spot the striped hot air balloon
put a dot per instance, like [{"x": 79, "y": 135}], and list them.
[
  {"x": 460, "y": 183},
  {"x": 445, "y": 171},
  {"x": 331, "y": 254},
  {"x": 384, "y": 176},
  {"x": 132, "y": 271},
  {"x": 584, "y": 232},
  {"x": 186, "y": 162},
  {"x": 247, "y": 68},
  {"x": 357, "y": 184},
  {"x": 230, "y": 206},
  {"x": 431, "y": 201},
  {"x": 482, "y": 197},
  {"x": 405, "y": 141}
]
•••••
INSTRUCTION — Write out every line of the records above, requests included, with each x and y coordinate in the answers scaled by 2.5 and rounded to a whole number, halves rounding up. Leave the numbers in the requests and their format samples unchanged.

WRITTEN SOLUTION —
spot the striped hot air balloon
put a dot per instance, like [{"x": 79, "y": 135}], and list them.
[
  {"x": 1150, "y": 458},
  {"x": 1113, "y": 428},
  {"x": 828, "y": 635},
  {"x": 960, "y": 440},
  {"x": 330, "y": 678},
  {"x": 1460, "y": 580},
  {"x": 465, "y": 405},
  {"x": 618, "y": 170},
  {"x": 893, "y": 460},
  {"x": 575, "y": 515},
  {"x": 1078, "y": 503},
  {"x": 1205, "y": 493},
  {"x": 1013, "y": 353}
]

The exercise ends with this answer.